WHAT IS BEING ASKED — Could you copy the records below exactly, keeping none of the images?

SUPPLIED ENTRIES —
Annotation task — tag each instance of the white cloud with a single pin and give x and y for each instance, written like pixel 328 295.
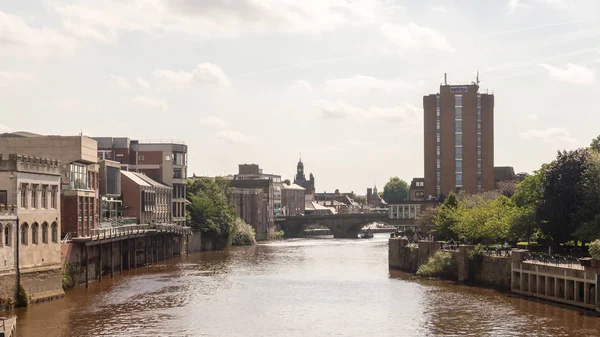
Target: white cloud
pixel 231 136
pixel 300 84
pixel 104 20
pixel 142 83
pixel 368 85
pixel 550 135
pixel 413 37
pixel 149 103
pixel 11 78
pixel 120 81
pixel 573 74
pixel 16 32
pixel 406 114
pixel 213 121
pixel 205 73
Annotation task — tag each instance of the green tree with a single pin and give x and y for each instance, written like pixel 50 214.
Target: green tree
pixel 562 195
pixel 395 190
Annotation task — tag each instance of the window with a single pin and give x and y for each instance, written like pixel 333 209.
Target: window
pixel 458 112
pixel 53 196
pixel 54 232
pixel 459 179
pixel 34 190
pixel 78 177
pixel 458 153
pixel 457 100
pixel 24 188
pixel 458 165
pixel 34 232
pixel 44 196
pixel 7 235
pixel 24 233
pixel 45 233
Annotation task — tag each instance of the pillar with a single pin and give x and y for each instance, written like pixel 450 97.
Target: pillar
pixel 87 266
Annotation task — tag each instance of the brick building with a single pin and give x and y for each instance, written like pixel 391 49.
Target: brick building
pixel 164 161
pixel 458 140
pixel 292 199
pixel 145 199
pixel 79 175
pixel 30 223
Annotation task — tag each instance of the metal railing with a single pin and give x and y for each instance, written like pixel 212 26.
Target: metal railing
pixel 554 260
pixel 125 230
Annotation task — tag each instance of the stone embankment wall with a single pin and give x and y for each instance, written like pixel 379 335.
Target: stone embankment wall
pixel 489 271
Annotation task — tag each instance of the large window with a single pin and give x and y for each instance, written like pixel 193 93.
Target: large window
pixel 44 233
pixel 78 177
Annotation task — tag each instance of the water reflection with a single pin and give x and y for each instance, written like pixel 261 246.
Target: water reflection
pixel 305 287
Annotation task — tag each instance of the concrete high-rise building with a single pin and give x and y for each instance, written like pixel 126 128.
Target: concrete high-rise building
pixel 459 140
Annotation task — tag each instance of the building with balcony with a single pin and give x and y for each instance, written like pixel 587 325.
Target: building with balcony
pixel 30 224
pixel 145 199
pixel 78 175
pixel 164 161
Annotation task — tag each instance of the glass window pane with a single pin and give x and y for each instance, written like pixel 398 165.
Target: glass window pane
pixel 458 138
pixel 458 153
pixel 458 112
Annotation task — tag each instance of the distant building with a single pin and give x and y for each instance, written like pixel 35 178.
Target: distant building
pixel 145 199
pixel 30 220
pixel 79 175
pixel 292 199
pixel 458 140
pixel 164 161
pixel 417 189
pixel 374 199
pixel 300 179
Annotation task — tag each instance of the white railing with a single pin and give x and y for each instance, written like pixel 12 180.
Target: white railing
pixel 112 232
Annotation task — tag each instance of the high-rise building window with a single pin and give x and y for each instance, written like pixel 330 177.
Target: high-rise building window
pixel 458 165
pixel 458 153
pixel 459 180
pixel 458 112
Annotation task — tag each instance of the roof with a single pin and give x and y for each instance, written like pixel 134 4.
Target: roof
pixel 292 187
pixel 133 176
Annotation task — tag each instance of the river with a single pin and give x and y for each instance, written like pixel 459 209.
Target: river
pixel 303 287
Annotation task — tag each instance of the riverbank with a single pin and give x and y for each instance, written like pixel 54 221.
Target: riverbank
pixel 567 284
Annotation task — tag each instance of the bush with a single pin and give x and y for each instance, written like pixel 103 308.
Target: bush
pixel 243 233
pixel 439 265
pixel 594 249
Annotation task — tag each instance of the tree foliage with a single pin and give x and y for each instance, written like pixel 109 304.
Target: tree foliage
pixel 395 190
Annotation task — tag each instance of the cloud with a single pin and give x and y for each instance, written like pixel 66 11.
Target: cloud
pixel 367 85
pixel 231 136
pixel 303 85
pixel 142 83
pixel 572 74
pixel 120 81
pixel 406 114
pixel 149 103
pixel 213 121
pixel 16 32
pixel 413 37
pixel 550 135
pixel 205 73
pixel 104 20
pixel 11 78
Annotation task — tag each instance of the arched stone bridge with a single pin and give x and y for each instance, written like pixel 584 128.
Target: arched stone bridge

ANSWER SECTION —
Annotation task — tag each instance of the white cloud with a single pin and give x and y for each instance, written like pixel 328 295.
Target: white cloud
pixel 231 136
pixel 300 84
pixel 104 20
pixel 142 83
pixel 368 85
pixel 550 135
pixel 413 37
pixel 149 103
pixel 11 78
pixel 120 81
pixel 573 74
pixel 16 32
pixel 406 114
pixel 213 121
pixel 205 73
Annotation task — tag each instance of the green tree with a single pin and give x and y for each instance, written like pixel 50 214.
Target: green tree
pixel 562 195
pixel 395 190
Annotation task — tag each instance of the window with a single pin and give x and y for each instance, written like pixel 333 209.
Target: window
pixel 458 112
pixel 53 196
pixel 54 232
pixel 459 179
pixel 34 190
pixel 78 177
pixel 458 153
pixel 457 100
pixel 24 188
pixel 458 165
pixel 34 232
pixel 44 196
pixel 7 235
pixel 24 233
pixel 45 233
Annotation task — tag each instance of the pillar with a single pin and give x and y for each instance, written like pixel 450 97.
Target: pillar
pixel 87 266
Annotation task — tag each instance of the brick building with a single pin and give x and y for each instance, written like pixel 391 49.
Target: brick building
pixel 164 161
pixel 458 140
pixel 292 199
pixel 145 199
pixel 79 175
pixel 30 223
Annotation task — tag each instance of the metal railing with a single pin and give x and y for each instance, written like pixel 212 26.
Target: metal railing
pixel 554 260
pixel 125 230
Annotation task — tag each instance of the stone embankment wall with a single pin and give x and y for each instance, written like pixel 379 335.
Target: stone embankment wall
pixel 489 271
Annotation task — tag each instance of the large window with a single pin and give x and y for each instance, written like pixel 193 93.
Target: large window
pixel 44 233
pixel 78 177
Annotation task — tag each instance of the water reflection with a single pin and give x and y for each instance, written like pixel 261 246.
Target: water reflection
pixel 305 287
Annotation task — tag each instance of the concrete high-rise building with a single pin and give x and y for each instance, written like pixel 126 128.
Target: concrete high-rise building
pixel 459 140
Annotation task — tag each instance of the building with balcony with a single pin and give x and y for each instance, written like pixel 587 325.
Target: building with balcony
pixel 30 224
pixel 145 199
pixel 78 175
pixel 164 161
Annotation task — tag each instance of the glass window pane with a single pin and give x and y for each instance, written like pixel 398 165.
Target: glass window pane
pixel 458 138
pixel 458 153
pixel 458 112
Annotation task — tag each instance of the distant building with a single pin and give x and y for each instance, written like pixel 35 178.
Target: distant building
pixel 145 199
pixel 30 220
pixel 79 175
pixel 292 199
pixel 458 140
pixel 164 161
pixel 417 189
pixel 374 199
pixel 300 179
Annotation task — tag each instance of the white railing with a single pin and give x and y for each instance, written like pixel 12 180.
Target: white railing
pixel 112 232
Annotation task — tag each instance of the high-rise building window with a single pin and give x and y for each instance, written like pixel 330 177.
Target: high-rise building window
pixel 458 165
pixel 458 153
pixel 459 180
pixel 458 112
Annotation task — tag each instance of the roof with a single pin and give x and y for each instance, written like pixel 134 4.
Target: roof
pixel 292 187
pixel 133 176
Annotation task — tag each instance of the river with a single pin and give x and y for each instance, written like pixel 459 209.
Target: river
pixel 303 287
Annotation task — tag each instance of the riverbank with a single pin and give x and y for each instance, written like pixel 54 221.
Target: riverbank
pixel 567 284
Annotation task — tag each instance of the bush with a single pin and give x and y for each instance, written like pixel 103 308.
Target: bush
pixel 243 233
pixel 439 265
pixel 594 249
Annotation task — tag each instance of the tree foliage with a single pin and give x and y for each instance, written like pixel 109 304.
Target: tree foliage
pixel 395 190
Annotation task — tag each instance of the cloud with a single pin and give x and y for each instance, written like pixel 66 11.
Target: cloud
pixel 367 85
pixel 231 136
pixel 303 85
pixel 142 83
pixel 572 74
pixel 120 81
pixel 406 114
pixel 149 103
pixel 213 121
pixel 16 32
pixel 413 37
pixel 550 135
pixel 205 73
pixel 104 20
pixel 11 78
Annotation task — tag each instance of the arched stone bridge with a single pin and give x and y for each instance, written like pixel 584 128.
Target: arched stone bridge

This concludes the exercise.